Copy everything in the pull request comment below from "This kind of functionality" down to "adding it to SQL.".

━━━━━ Selection

You are viewing a plain text version of this content. The canonical link for it is here.
Posted to reviews@spark.apache.org by GitBox <gi...@apache.org> on 2021/02/09 19:50:28 UTC

[GitHub] [spark] rednaxelafx edited a comment on pull request #31509: [SPARK-34396][SQL] Add a new build-in function delegate

rednaxelafx edited a comment on pull request #31509:
URL: https://github.com/apache/spark/pull/31509#issuecomment-775610985


   Just some random thoughts:
   
   This kind of functionality is certain useful for debugging and could come in handy for writing shorthands, but I have mixed feelings about exposing it on the SQL language extension level.
   i.e. I'd love to see this if we're designing a new language from scratch, but I'm not so sure about adding it to SQL.
   
   - In terms of the IR (intermediate representation) node, it's very common in programming languages or their compilers to feature this kind of expression type. Some example names are `BlockExpression` (e.g. in [System.Linq.Expressions.BlockExpression](https://docs.microsoft.com/en-us/dotnet/api/system.linq.expressions.blockexpression)), or C's [Comma expression](https://en.wikipedia.org/wiki/Comma_operator), or just Seq / Sequence expression etc. I haven't seen the term "delegate expression" used this way, though.

━━━━━━━━━━
━━━━━ Information given

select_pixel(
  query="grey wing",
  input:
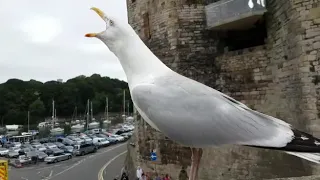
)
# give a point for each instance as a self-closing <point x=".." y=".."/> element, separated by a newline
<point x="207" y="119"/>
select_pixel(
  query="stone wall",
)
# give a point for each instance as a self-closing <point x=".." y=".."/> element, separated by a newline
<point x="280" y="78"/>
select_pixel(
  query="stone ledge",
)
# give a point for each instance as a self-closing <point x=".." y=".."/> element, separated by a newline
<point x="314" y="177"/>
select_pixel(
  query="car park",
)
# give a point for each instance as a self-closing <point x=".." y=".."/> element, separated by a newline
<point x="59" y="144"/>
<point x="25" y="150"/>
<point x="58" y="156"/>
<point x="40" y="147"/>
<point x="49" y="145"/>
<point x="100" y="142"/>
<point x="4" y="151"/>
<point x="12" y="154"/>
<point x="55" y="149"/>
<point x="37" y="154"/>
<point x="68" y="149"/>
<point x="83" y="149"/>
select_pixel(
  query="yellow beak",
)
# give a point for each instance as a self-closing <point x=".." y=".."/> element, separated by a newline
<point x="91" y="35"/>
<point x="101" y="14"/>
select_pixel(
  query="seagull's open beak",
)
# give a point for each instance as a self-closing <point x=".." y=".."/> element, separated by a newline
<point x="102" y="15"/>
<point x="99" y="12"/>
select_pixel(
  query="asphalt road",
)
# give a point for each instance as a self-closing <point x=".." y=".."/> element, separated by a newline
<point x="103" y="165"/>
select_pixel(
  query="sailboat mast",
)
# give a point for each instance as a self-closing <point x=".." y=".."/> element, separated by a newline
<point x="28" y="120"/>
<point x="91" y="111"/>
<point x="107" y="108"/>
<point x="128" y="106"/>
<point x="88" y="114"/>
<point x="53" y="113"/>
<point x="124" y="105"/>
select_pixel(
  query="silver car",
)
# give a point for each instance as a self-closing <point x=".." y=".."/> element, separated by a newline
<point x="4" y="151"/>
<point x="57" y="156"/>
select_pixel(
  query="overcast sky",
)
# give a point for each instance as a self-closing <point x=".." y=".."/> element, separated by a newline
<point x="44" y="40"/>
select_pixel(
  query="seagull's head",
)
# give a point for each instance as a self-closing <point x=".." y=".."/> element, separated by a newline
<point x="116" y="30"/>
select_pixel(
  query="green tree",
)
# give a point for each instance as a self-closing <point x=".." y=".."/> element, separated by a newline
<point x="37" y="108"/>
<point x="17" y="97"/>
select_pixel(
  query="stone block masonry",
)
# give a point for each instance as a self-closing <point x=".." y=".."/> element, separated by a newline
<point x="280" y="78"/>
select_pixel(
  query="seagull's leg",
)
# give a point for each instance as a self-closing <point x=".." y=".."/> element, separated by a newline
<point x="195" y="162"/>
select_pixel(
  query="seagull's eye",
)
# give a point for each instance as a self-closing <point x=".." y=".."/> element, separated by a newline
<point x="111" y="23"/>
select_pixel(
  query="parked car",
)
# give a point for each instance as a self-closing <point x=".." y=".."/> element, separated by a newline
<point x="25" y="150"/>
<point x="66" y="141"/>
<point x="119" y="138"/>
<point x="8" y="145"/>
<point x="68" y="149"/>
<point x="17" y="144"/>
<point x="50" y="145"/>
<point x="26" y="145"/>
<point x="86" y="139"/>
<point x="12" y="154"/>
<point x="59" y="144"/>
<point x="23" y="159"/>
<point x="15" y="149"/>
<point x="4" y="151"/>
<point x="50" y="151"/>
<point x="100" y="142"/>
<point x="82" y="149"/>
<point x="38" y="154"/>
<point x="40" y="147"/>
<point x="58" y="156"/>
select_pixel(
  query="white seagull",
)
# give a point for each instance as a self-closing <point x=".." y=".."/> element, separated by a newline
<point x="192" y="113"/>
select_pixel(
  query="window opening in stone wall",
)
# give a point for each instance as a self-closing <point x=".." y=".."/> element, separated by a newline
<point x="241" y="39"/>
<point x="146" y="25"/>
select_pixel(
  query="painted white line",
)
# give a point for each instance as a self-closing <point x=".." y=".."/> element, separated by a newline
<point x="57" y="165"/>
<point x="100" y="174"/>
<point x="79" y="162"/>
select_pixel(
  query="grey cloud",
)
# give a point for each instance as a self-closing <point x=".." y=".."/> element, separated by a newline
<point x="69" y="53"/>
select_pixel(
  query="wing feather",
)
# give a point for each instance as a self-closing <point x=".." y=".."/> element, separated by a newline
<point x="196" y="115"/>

━━━━━━━━━━

Output for this task.
This kind of functionality is certain useful for debugging and could come in handy for writing shorthands, but I have mixed feelings about exposing it on the SQL language extension level.
   i.e. I'd love to see this if we're designing a new language from scratch, but I'm not so sure about adding it to SQL.